> **Short exercise**
Repeat each record below exactly as given.

> **Records provided**
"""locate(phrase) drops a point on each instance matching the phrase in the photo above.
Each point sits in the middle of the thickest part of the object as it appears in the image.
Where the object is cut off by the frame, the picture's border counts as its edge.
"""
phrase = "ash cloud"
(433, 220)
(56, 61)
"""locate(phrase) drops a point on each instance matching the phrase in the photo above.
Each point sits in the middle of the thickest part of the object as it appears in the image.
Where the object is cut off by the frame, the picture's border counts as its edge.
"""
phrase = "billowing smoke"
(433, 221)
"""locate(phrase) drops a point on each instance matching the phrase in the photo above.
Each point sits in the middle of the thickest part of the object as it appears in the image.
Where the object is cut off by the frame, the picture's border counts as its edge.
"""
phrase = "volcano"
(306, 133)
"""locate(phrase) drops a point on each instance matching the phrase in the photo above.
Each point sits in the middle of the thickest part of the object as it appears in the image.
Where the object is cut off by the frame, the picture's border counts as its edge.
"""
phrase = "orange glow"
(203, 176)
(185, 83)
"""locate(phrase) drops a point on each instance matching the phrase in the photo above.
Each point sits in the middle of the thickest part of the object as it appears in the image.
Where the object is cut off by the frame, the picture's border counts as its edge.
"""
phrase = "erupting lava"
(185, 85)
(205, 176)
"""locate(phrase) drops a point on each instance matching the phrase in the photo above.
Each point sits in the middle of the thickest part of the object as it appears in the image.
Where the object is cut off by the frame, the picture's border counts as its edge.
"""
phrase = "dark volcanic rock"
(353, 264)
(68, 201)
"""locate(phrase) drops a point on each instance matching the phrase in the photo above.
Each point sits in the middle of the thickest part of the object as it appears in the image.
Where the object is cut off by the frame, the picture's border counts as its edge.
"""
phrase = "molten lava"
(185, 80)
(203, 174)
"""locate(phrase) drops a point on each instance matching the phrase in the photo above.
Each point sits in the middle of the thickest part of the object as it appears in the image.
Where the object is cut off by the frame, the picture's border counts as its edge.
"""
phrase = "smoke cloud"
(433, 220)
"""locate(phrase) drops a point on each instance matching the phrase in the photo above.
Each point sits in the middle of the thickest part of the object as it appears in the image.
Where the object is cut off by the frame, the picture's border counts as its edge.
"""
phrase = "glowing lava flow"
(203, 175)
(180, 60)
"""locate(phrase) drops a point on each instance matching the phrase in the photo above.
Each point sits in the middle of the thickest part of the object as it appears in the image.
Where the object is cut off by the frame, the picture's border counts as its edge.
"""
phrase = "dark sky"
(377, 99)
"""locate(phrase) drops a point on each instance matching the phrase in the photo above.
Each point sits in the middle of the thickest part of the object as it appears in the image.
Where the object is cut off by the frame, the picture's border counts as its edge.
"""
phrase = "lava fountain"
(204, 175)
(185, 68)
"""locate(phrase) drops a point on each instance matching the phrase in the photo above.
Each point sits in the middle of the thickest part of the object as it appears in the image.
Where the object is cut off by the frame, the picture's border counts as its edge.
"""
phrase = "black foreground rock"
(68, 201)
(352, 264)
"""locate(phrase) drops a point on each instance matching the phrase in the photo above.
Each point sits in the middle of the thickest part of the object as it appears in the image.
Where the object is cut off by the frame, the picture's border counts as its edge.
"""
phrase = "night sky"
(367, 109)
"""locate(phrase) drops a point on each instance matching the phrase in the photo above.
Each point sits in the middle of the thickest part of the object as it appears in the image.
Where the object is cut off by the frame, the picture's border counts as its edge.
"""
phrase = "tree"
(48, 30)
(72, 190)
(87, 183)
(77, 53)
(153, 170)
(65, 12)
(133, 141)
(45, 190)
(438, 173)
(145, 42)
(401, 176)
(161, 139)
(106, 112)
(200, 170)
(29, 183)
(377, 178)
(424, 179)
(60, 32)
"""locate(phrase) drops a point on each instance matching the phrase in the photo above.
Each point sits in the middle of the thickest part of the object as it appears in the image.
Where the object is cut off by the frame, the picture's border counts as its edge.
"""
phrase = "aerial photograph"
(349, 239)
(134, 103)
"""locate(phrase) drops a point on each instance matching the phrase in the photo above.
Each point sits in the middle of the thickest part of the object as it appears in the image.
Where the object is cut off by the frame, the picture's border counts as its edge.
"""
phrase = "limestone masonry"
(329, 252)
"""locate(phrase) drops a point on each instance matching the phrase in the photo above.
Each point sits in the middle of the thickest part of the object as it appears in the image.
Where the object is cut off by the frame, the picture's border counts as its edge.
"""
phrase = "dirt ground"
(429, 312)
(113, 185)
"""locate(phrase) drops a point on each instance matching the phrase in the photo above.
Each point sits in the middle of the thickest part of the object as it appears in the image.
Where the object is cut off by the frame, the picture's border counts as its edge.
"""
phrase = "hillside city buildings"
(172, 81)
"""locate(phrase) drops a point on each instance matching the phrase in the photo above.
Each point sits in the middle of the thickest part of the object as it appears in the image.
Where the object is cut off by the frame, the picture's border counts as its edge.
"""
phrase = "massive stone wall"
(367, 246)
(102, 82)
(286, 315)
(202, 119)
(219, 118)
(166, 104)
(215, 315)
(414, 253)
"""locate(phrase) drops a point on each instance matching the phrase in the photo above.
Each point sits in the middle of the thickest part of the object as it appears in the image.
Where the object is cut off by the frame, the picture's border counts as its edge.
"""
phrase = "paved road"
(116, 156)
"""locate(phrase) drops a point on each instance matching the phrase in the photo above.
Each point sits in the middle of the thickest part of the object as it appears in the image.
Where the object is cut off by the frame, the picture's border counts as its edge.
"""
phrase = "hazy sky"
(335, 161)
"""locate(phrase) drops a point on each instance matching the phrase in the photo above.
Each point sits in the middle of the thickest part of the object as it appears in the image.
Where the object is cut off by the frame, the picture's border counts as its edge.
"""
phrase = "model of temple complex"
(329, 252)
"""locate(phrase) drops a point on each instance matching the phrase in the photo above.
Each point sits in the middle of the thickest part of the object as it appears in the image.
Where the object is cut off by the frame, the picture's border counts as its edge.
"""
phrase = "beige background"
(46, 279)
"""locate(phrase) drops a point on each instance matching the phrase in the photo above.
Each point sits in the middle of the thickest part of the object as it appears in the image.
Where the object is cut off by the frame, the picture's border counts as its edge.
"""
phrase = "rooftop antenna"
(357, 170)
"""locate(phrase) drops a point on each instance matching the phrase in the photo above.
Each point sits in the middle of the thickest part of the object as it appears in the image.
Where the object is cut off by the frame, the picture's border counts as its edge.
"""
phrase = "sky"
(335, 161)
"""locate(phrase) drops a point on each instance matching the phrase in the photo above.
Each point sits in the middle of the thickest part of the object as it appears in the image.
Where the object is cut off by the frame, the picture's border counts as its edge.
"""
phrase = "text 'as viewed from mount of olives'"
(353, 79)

> **Solution below**
"""locate(phrase) drops a point on each instance matching the phrase in the photo above.
Each point sits in the middle of the thickest part of the object as it appears in the image.
Where the object is cut off by the frame, the picture's border counts as its edge.
"""
phrase = "ash cloud"
(433, 220)
(56, 61)
"""locate(phrase) drops a point on each instance matching the phrase in the photo above.
Each point sits in the middle of the thickest part of the object as it appears in the image.
Where the object is cut off by the frame, the picture's border counts as its edge.
"""
phrase = "billowing smoke"
(433, 221)
"""locate(phrase) drops a point on each instance matching the phrase in the photo above.
Each point sits in the middle of the thickest part of the object as it appears in the image.
Where the object is cut off by the frame, the picture's border counts as its edge.
"""
phrase = "volcano"
(306, 133)
"""locate(phrase) drops a point on each instance matching the phrase in the photo above.
Each point sits in the middle of the thickest part of the object as it appears in the image.
Where the object is cut off by the frame, the picture's border counts as its edge.
"""
phrase = "orange glow"
(203, 176)
(185, 83)
"""locate(phrase) drops a point on each instance matching the phrase in the photo above.
Each point sits in the middle of the thickest part of the object as it appears in the image.
Where the object is cut off by the frame, the picture's border counts as its edge.
"""
phrase = "erupting lava"
(185, 85)
(205, 176)
"""locate(phrase) drops a point on each instance matching the phrase in the photo above.
Each point sits in the middle of the thickest part of the object as it appears in the image.
Where the object is cut off by the frame, the picture's border counts as its edge.
"""
phrase = "dark volcanic rock"
(353, 264)
(68, 201)
"""locate(phrase) drops a point on each instance matching the phrase in the photo above.
Each point sits in the middle of the thickest part of the object as it appears in the image.
Where the object is cut off by the frame, the picture's border counts as its edge.
"""
phrase = "molten lava"
(185, 80)
(203, 174)
"""locate(phrase) drops a point on each instance matching the phrase in the photo above.
Each point sits in the middle of the thickest part of the object as it appears in the image.
Where the object is cut off by the frame, the picture's border counts as its edge.
"""
phrase = "smoke cloud"
(433, 220)
"""locate(phrase) drops a point on each instance matching the phrase in the photo above.
Each point sits in the middle of the thickest part of the object as it appears in the image.
Where the object is cut off by the frame, the picture's border counts as its edge.
"""
phrase = "glowing lava flow"
(203, 175)
(180, 60)
"""locate(phrase) drops a point on each instance matching the phrase in the photo above.
Each point sits in the middle of the thickest part of the object as it appears in the image.
Where the object is cut off by the frame, the picture's border counts as its edge.
"""
phrase = "dark sky"
(377, 99)
"""locate(phrase) drops a point on each instance matching the phrase in the photo above.
Each point sits in the middle of the thickest part of the object as it appears in the image.
Where the object is cut off by the frame, the picture's border counts as its edge.
"""
phrase = "lava fountain"
(204, 175)
(185, 68)
"""locate(phrase) drops a point on each instance matching the phrase in the photo above.
Each point sits in the middle of the thickest part of the object as it appears in the image.
Where the object is cut off by the frame, the picture's border counts as its edge.
"""
phrase = "black foreground rock"
(68, 201)
(352, 264)
"""locate(phrase) drops a point on each instance matching the phrase in the photo above.
Each point sits in the middle of the thickest part of the object as it appears in the image.
Where the object is cut off by the frame, the picture's border counts as its edge.
"""
phrase = "night sky"
(367, 109)
"""locate(phrase) drops a point on each instance matching the phrase in the photo above.
Each point sits in the middle of the thickest part of the object as it appears in the image.
Where the object is cut off by the frame, the picture's border counts as its edge.
"""
phrase = "tree"
(48, 30)
(72, 190)
(87, 183)
(77, 53)
(153, 170)
(65, 12)
(133, 141)
(45, 190)
(438, 173)
(145, 42)
(401, 176)
(161, 139)
(106, 112)
(200, 170)
(29, 183)
(377, 178)
(424, 179)
(60, 32)
"""locate(phrase) drops a point on each instance matching the phrase in the photo above.
Each point sits in the middle of the thickest part of the object as it appears in the image.
Where the object is cut off by the frame, the picture's border counts as its edge.
"""
phrase = "aerial photograph"
(349, 239)
(134, 103)
"""locate(phrase) drops a point on each instance matching the phrase in the photo above.
Each point sits in the middle of the thickest part of the object as it appears in the image.
Where the object is cut off by the frame, the picture's border counts as its edge.
"""
phrase = "limestone masonry"
(329, 252)
"""locate(phrase) drops a point on each instance matching the phrase in the photo above.
Each point sits in the middle of the thickest part of the object as it appears in the image.
Where the object is cut off by the frame, the picture's border counts as its edge.
"""
phrase = "dirt ground"
(429, 312)
(113, 185)
"""locate(phrase) drops a point on each instance matching the phrase in the photo above.
Each point sits in the middle of the thickest part of the object as it appears in the image.
Where the object is cut off by the frame, the picture's border counts as its edge.
"""
phrase = "hillside city buildings"
(172, 81)
"""locate(phrase) drops a point on each instance matching the phrase in the photo above.
Each point sits in the middle of the thickest part of the object as it appears in the image.
Where the object is cut off by the frame, the picture's border counts as its edge.
"""
phrase = "massive stone wall"
(367, 246)
(102, 82)
(286, 315)
(202, 119)
(219, 118)
(166, 104)
(215, 315)
(414, 253)
"""locate(phrase) drops a point on each instance matching the phrase in the photo above.
Each point sits in the middle of the thickest part of the object as it appears in the image.
Where the object is cut off by the frame, the picture's border counts as its edge.
"""
phrase = "paved road"
(116, 156)
"""locate(phrase) drops a point on each instance matching the phrase in the photo above.
Each point sits in the middle of the thickest part of the object as it appears in the image.
Where the object is cut off by the frame, the picture's border counts as its edge.
"""
phrase = "hazy sky"
(335, 161)
"""locate(phrase) drops a point on each instance matching the phrase in the photo above.
Each point sits in the middle of the thickest part of the object as it appears in the image.
Where the object is cut off by the frame, the picture's border counts as its edge.
"""
phrase = "model of temple complex"
(329, 252)
"""locate(phrase) drops a point on each instance matching the phrase in the photo above.
Each point sits in the middle of the thickest part of the object as it appears in the image.
Where the object is cut off by the frame, the picture's border counts as its edge.
"""
phrase = "beige background"
(46, 279)
"""locate(phrase) drops a point on each instance matching the phrase in the photo above.
Each point sits in the middle of the thickest part of the object as it appears in the image.
Where the object is cut off by the frame, the picture's border counts as its edge.
"""
phrase = "rooftop antenna"
(357, 170)
"""locate(phrase) drops a point on each instance matching the phrase in the photo above.
Each point sits in the middle of the thickest part of the object as it appears in the image.
Where the object is cut off by the frame, the picture's border counts as its edge.
"""
phrase = "sky"
(335, 161)
"""locate(phrase) drops a point on each instance matching the phrase in the photo above.
Each point sits in the middle of the thickest part of the object as it appears in the image.
Where the object is cut off by the frame, the picture's border counts as its edge.
"""
phrase = "text 'as viewed from mount of olives'"
(353, 79)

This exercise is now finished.